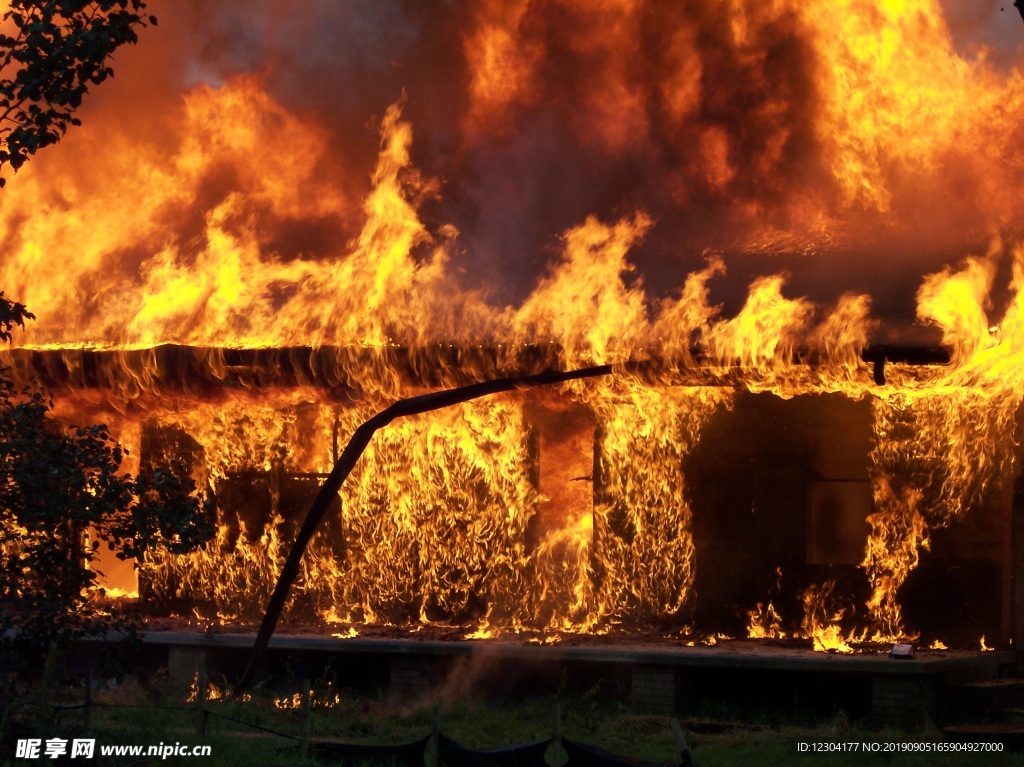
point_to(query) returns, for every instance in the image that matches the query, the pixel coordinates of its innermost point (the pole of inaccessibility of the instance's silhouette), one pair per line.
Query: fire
(808, 129)
(764, 623)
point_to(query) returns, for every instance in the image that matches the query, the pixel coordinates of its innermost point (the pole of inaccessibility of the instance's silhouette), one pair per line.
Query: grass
(129, 716)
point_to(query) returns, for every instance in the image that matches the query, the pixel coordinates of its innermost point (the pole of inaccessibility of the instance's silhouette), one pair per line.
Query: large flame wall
(761, 188)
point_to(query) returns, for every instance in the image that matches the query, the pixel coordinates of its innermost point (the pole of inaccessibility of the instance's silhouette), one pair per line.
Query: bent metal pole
(346, 462)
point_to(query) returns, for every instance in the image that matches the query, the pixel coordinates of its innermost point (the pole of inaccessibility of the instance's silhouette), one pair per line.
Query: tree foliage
(50, 52)
(62, 496)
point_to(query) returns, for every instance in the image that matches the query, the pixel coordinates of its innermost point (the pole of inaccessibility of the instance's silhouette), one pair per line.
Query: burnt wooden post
(1015, 538)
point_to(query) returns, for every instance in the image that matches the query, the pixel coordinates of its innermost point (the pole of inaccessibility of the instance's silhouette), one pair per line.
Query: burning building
(792, 227)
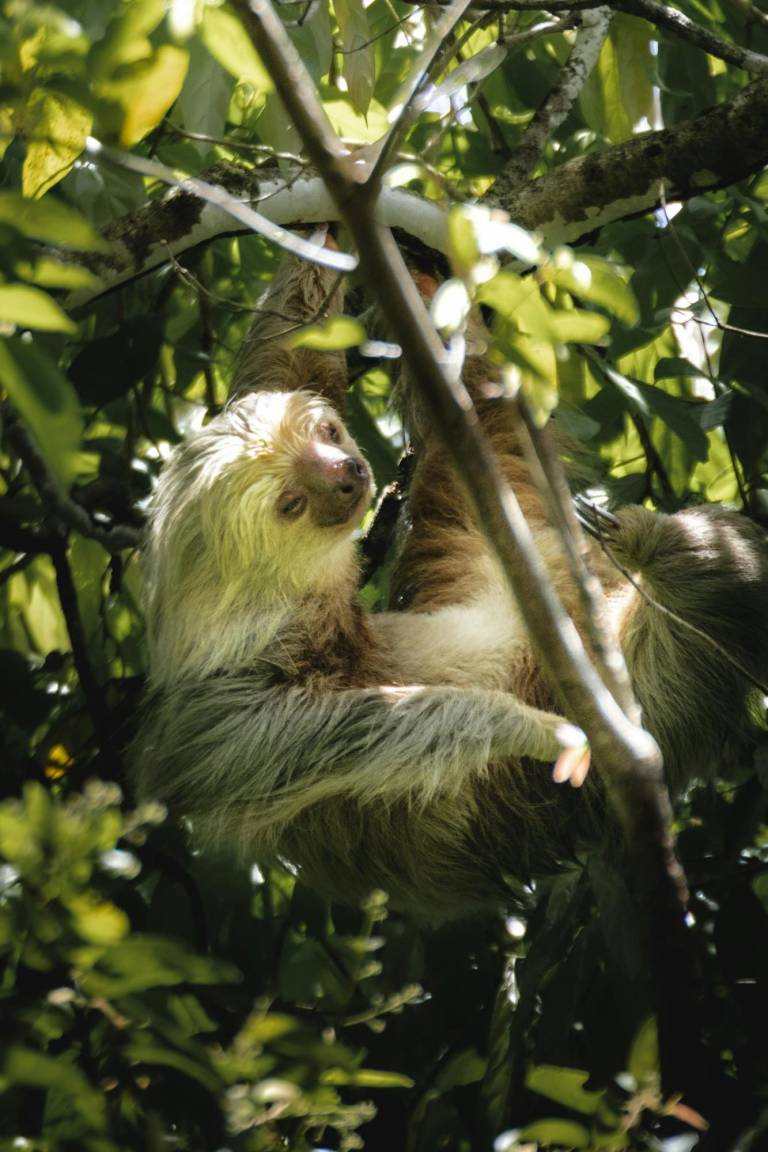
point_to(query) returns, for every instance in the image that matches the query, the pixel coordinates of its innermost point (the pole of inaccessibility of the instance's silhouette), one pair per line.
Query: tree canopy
(592, 176)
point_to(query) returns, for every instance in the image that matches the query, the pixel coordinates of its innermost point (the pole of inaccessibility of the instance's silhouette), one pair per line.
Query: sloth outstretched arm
--------------------------------------------------
* [Exercise goal]: Rewrite all of the data above, replacing each occurrence of "innermost point" with "deepest interior point" and leaving everything else unchanged. Omit the pictures from your version.

* [Task solution]:
point_to(query) returns, for every instance in the image that matches the query, the pixel coordinates of its deepest interior point (the pole of inaccessibility of the instance's silhouette), one pair per line.
Query: fire
(808, 129)
(764, 623)
point_to(query) returns, for every instance in the image that matches the query, the pixel coordinates of its deepest interior point (the pole of inaccessibility of the instance's silhouette), one pair per line.
Query: grass
(129, 716)
point_to(query) returns, for every instance in the image that matches the query, the pixel coordinates of its deepest interior point (the pole of inaccessibility of the instance's silhouette), one pair per line.
Query: large flame wall
(761, 188)
point_to(query) returns, for every instance in the image that matches the query, the pixel coordinates of its deepest interior point (the pole of inaccessibility of the instance's silhouette), one pair per line.
Query: bent metal pole
(346, 462)
point_to(query) returns, for every instance in the image that matches the query, the pixel coordinates of its deepest interior point (the pole of inaccessibility of the instance's silhouette), one pair per line.
Query: tree foliage
(50, 52)
(62, 496)
point_to(query) returns, for every instance in the image that matches the query, the pixel coordinates of its deepest interior point (the pole of inaccessibility of the instance's silhouette), one pair per line.
Query: burnt wooden post
(1015, 538)
point_to(query) returns, for every instance in the image that matches the query, the pixel coordinates of its deepest interior point (the pole of inaccessibility of the instance's silhouette), one pair per line.
Query: burning building
(792, 227)
point_to(query) returns, for every instance in the image that matches the query, the pixel coordinates of its deepest interior point (the pole of inaccessibility of the instance's silhouette), one pair per line.
Query: tree canopy
(592, 176)
point_to(query) returns, for every instance in the image that matches the query, the pixel coordinates of its deepest interior point (the pole of inaccessibility of the instance's silhouette), one pair per line.
Query: sloth outstretched arm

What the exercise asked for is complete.